| To do |
Repeat only the stretch of lines below that runs from the line with "120V130L513 129L514 117L523" through the line with "positive clicks: (332, 204)", unaltered.

[Data extracted from a collection]
BEGIN
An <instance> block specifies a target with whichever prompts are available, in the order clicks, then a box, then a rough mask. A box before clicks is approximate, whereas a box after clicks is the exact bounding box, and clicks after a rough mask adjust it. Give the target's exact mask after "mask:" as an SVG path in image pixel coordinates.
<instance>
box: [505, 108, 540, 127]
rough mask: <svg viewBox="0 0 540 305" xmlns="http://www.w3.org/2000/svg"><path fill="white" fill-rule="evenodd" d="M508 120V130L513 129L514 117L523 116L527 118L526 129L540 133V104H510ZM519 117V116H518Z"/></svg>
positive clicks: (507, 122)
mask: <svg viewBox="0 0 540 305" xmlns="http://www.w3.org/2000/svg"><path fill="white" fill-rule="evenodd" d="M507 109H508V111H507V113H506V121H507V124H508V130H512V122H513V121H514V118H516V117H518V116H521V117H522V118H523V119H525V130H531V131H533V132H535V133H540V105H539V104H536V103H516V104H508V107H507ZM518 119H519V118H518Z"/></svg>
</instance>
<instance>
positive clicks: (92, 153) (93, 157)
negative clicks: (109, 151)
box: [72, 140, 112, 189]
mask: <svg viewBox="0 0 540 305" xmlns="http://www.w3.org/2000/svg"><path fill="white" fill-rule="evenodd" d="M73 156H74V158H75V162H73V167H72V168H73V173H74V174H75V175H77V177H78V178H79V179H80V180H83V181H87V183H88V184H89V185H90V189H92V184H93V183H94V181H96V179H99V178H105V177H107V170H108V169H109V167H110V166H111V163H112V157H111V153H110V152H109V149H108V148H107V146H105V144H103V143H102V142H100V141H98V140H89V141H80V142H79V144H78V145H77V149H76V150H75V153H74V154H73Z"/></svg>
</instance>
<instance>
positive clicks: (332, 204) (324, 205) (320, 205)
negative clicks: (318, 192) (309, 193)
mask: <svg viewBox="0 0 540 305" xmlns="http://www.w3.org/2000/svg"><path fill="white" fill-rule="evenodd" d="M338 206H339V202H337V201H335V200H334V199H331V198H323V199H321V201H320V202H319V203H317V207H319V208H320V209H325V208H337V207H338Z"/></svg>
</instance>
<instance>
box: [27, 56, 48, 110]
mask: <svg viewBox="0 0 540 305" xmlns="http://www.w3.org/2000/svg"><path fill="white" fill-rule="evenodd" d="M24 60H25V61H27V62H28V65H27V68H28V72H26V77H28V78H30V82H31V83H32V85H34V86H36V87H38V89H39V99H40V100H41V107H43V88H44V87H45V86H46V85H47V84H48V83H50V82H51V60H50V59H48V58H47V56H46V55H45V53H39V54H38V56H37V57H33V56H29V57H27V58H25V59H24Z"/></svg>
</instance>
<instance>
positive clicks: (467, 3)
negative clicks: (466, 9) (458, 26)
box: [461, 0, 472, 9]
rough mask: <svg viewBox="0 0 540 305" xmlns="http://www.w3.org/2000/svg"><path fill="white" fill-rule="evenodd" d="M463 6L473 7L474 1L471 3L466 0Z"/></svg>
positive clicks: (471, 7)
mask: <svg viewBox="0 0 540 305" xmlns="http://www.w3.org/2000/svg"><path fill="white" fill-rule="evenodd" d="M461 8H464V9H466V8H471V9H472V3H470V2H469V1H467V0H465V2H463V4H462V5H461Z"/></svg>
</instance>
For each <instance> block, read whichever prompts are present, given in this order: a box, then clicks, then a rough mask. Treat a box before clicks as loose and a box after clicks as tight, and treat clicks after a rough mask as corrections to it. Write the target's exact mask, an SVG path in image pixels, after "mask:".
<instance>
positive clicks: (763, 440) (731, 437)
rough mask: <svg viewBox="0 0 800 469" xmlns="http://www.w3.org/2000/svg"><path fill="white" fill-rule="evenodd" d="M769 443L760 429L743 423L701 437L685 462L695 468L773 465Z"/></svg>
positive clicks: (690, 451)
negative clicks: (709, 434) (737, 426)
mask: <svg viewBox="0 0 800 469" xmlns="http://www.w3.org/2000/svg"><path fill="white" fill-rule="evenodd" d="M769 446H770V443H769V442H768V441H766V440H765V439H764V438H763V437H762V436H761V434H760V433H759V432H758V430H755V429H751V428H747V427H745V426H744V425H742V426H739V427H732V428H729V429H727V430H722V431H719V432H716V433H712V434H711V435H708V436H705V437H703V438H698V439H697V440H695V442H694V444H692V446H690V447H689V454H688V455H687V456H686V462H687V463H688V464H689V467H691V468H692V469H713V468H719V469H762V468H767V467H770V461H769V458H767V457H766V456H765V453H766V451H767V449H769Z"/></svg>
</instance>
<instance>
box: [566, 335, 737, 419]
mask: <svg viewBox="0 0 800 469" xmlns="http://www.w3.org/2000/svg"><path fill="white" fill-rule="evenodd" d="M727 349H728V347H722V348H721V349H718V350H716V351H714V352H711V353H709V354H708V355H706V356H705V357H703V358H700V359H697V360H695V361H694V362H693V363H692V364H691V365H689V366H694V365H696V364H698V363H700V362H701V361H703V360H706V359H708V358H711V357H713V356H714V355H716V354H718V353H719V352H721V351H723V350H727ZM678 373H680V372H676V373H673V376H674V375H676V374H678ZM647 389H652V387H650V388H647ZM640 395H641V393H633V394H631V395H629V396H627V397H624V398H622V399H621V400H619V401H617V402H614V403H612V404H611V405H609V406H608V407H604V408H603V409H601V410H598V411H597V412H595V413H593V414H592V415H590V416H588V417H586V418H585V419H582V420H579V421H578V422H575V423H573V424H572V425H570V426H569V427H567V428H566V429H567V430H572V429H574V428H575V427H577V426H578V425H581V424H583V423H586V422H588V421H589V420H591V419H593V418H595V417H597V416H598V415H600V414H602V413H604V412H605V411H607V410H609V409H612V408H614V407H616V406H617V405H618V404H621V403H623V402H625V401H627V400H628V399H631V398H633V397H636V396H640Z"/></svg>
END
| Exercise result |
rough mask: <svg viewBox="0 0 540 305" xmlns="http://www.w3.org/2000/svg"><path fill="white" fill-rule="evenodd" d="M508 120V130L513 129L514 117L523 116L527 118L526 129L540 133V104H510ZM519 117V116H518Z"/></svg>
positive clicks: (507, 122)
mask: <svg viewBox="0 0 540 305" xmlns="http://www.w3.org/2000/svg"><path fill="white" fill-rule="evenodd" d="M507 109H508V111H507V113H506V121H507V124H508V130H512V122H513V121H514V118H516V117H518V116H521V117H522V118H523V119H525V130H531V131H533V132H535V133H540V105H539V104H536V103H516V104H508V107H507ZM518 119H519V118H518Z"/></svg>
</instance>
<instance>
positive clicks: (92, 153) (93, 157)
negative clicks: (109, 151)
box: [72, 140, 112, 189]
mask: <svg viewBox="0 0 540 305" xmlns="http://www.w3.org/2000/svg"><path fill="white" fill-rule="evenodd" d="M73 156H74V158H75V162H73V167H72V168H73V173H74V174H75V175H77V177H78V178H79V179H80V180H83V181H87V183H88V184H89V185H90V189H92V184H93V183H94V181H96V179H99V178H105V177H107V170H108V169H109V167H110V166H111V163H112V157H111V153H110V152H109V149H108V148H107V146H105V144H103V143H102V142H100V141H98V140H89V141H80V142H79V144H78V145H77V149H76V150H75V153H74V154H73Z"/></svg>
</instance>
<instance>
positive clicks: (332, 204) (324, 205) (320, 205)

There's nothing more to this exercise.